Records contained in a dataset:
----
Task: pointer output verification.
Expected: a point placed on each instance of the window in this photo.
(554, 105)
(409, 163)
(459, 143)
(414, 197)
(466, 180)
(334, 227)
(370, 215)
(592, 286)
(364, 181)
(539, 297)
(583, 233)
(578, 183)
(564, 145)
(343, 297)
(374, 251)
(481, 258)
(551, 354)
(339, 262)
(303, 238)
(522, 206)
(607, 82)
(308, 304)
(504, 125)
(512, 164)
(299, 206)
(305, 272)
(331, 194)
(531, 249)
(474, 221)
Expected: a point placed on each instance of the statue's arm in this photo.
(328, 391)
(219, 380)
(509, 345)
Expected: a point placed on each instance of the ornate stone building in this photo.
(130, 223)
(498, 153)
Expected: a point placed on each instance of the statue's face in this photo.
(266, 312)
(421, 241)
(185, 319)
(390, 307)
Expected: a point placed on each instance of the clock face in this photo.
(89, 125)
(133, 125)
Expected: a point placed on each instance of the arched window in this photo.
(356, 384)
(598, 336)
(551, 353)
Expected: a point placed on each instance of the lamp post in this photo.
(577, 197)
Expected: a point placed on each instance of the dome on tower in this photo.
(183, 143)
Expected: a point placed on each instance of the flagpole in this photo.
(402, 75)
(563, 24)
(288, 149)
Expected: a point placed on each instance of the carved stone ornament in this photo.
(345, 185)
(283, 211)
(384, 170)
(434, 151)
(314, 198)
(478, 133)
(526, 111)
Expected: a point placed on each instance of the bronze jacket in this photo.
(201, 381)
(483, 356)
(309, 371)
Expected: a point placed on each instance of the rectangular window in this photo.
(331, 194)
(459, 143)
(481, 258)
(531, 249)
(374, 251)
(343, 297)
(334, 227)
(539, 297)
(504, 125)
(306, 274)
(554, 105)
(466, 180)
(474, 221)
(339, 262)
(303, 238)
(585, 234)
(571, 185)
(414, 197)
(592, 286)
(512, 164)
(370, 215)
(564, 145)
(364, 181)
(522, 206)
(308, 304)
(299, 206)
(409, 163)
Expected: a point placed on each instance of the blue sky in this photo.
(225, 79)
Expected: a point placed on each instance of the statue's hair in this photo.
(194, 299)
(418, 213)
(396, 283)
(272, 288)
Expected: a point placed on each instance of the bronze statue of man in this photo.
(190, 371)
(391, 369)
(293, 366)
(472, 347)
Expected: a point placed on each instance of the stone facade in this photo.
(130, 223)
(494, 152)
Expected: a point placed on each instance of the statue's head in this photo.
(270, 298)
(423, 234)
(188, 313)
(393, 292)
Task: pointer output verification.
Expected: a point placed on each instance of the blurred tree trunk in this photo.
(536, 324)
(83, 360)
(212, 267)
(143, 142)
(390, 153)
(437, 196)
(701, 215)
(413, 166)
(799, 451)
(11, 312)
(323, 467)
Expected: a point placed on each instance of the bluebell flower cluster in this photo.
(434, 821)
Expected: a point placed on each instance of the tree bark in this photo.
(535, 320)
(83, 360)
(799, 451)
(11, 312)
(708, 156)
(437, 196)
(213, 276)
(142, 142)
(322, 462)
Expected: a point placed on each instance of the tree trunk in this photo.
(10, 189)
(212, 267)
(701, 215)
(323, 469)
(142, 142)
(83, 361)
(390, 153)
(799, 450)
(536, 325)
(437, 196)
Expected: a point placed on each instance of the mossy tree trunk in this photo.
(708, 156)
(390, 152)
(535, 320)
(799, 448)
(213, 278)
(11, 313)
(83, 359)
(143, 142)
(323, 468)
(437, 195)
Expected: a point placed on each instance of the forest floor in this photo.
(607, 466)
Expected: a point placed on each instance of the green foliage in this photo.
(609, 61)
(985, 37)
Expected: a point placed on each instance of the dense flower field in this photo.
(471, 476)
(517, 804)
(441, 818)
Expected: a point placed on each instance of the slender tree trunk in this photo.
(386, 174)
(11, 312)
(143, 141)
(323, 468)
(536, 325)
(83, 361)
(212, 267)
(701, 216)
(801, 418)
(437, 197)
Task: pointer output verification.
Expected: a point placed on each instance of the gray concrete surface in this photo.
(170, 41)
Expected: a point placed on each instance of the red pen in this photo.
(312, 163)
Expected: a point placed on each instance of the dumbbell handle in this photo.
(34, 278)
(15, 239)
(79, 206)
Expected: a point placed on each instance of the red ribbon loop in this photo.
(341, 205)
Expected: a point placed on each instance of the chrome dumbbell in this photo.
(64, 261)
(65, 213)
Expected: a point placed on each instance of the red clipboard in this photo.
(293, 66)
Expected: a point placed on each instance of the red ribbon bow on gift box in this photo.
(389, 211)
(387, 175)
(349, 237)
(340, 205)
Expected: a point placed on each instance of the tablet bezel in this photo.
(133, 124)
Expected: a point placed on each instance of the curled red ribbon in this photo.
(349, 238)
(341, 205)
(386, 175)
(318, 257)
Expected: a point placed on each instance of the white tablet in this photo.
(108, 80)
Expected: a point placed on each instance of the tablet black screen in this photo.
----
**Directions**
Please transcribe the entries above exactly as written.

**Response**
Task: pointer output verification.
Expected: a point placed on each instance of the window in this photo.
(554, 105)
(409, 163)
(459, 143)
(414, 197)
(466, 180)
(334, 227)
(370, 215)
(592, 286)
(364, 181)
(539, 297)
(583, 233)
(578, 183)
(564, 145)
(343, 297)
(374, 251)
(481, 258)
(551, 354)
(339, 262)
(303, 238)
(522, 206)
(607, 82)
(308, 304)
(504, 125)
(512, 164)
(299, 206)
(305, 272)
(331, 194)
(531, 249)
(474, 221)
Expected: a point placed on each instance of the statue's arm in this photo.
(328, 391)
(219, 380)
(509, 345)
Expected: a point placed on each instance of the ornate stone building in this photo.
(130, 223)
(498, 153)
Expected: a point placed on each instance of the statue's face in this photo.
(266, 312)
(421, 241)
(185, 319)
(390, 307)
Expected: a point placed on each instance of the clock face in this photo.
(89, 125)
(133, 125)
Expected: a point placed on each instance of the arched window in this photo.
(356, 384)
(598, 336)
(551, 353)
Expected: a point placed on each instance of the lamp post in this photo.
(577, 197)
Expected: a point placed on each instance of the dome on tower in this photo.
(183, 143)
Expected: a point placed on each instance of the flagpole in this photo.
(402, 75)
(563, 24)
(288, 149)
Expected: a point placed on each instance of the carved stone ornament in this photo.
(345, 185)
(283, 211)
(384, 170)
(434, 151)
(314, 198)
(478, 133)
(526, 111)
Expected: a point placed on each instance of the bronze jacket in this photo.
(201, 381)
(483, 356)
(309, 371)
Expected: a point placed on each instance of the rectangular window in this photo.
(331, 194)
(459, 143)
(481, 258)
(531, 249)
(374, 251)
(343, 297)
(334, 227)
(539, 297)
(504, 125)
(306, 274)
(554, 105)
(466, 180)
(474, 221)
(339, 262)
(303, 238)
(585, 234)
(571, 185)
(414, 197)
(592, 286)
(512, 164)
(370, 215)
(564, 145)
(364, 181)
(522, 206)
(308, 304)
(299, 206)
(409, 163)
Expected: a point placed on each instance of the blue sky in this photo.
(225, 79)
Expected: a point placed on each instance of the statue's hair in this photo.
(194, 299)
(418, 213)
(396, 283)
(272, 288)
Expected: a point placed on each instance of the bronze statue of man in this photo.
(190, 371)
(391, 369)
(293, 366)
(472, 347)
Expected: a point placed on each instance of the stone facade in this photo.
(130, 223)
(494, 152)
Expected: a point placed on each instance of the statue's head in this photo.
(270, 298)
(423, 234)
(188, 313)
(393, 292)
Task: pointer output verification.
Expected: a point placed on each instance of the blurred tree trunk in this photo.
(536, 324)
(83, 360)
(212, 267)
(143, 142)
(390, 153)
(437, 196)
(701, 215)
(413, 166)
(799, 451)
(11, 312)
(323, 467)
Expected: a point placed on each instance of the bluebell flower cluster in this photo.
(434, 821)
Expected: a point placed on each instance of the tree bark in this photo.
(535, 320)
(83, 360)
(799, 451)
(11, 312)
(708, 156)
(437, 196)
(213, 276)
(142, 142)
(322, 462)
Expected: a point placed on each instance of the tree trunk in this photo.
(10, 189)
(212, 267)
(701, 215)
(323, 469)
(142, 142)
(83, 361)
(390, 153)
(799, 450)
(536, 325)
(437, 196)
Expected: a point placed on each instance of the mossy tree trunk in this photo.
(708, 156)
(390, 152)
(535, 320)
(799, 448)
(213, 278)
(11, 313)
(83, 359)
(143, 142)
(323, 468)
(437, 195)
Expected: a point placed on each instance of the forest floor in this photo.
(607, 466)
Expected: a point placed on each instance of the green foliage in this photo.
(609, 61)
(985, 37)
Expected: a point placed on each instance of the dense flower field in this photo.
(471, 476)
(517, 804)
(441, 818)
Expected: a point placed on each instance of the slender tree trunk in this photo.
(386, 174)
(11, 312)
(143, 141)
(323, 468)
(536, 325)
(83, 361)
(212, 267)
(701, 216)
(801, 418)
(437, 197)
Task: pointer output verification.
Expected: a point placed on each instance of the gray concrete surface in this photo.
(170, 41)
Expected: a point placed on each instance of the red pen in this photo.
(312, 163)
Expected: a point placed on each instance of the dumbbell handle in this photo.
(34, 278)
(15, 239)
(79, 206)
Expected: a point placed on each instance of the red ribbon loop in this photo.
(341, 205)
Expected: a point placed on each instance of the chrome dumbbell in this photo.
(64, 261)
(65, 213)
Expected: a point placed on each instance of the red clipboard in this photo.
(293, 66)
Expected: a point placed on each instance of the red ribbon bow on gift box in this photo.
(389, 211)
(387, 175)
(349, 237)
(340, 205)
Expected: a point placed on each instance of the tablet bezel in this photo.
(133, 124)
Expected: a point placed on each instance of the curled red ribbon in this photo.
(349, 238)
(341, 205)
(386, 175)
(318, 257)
Expected: a point placed on each instance of the white tablet in this photo.
(108, 80)
Expected: a point placed on each instance of the tablet black screen in this photo.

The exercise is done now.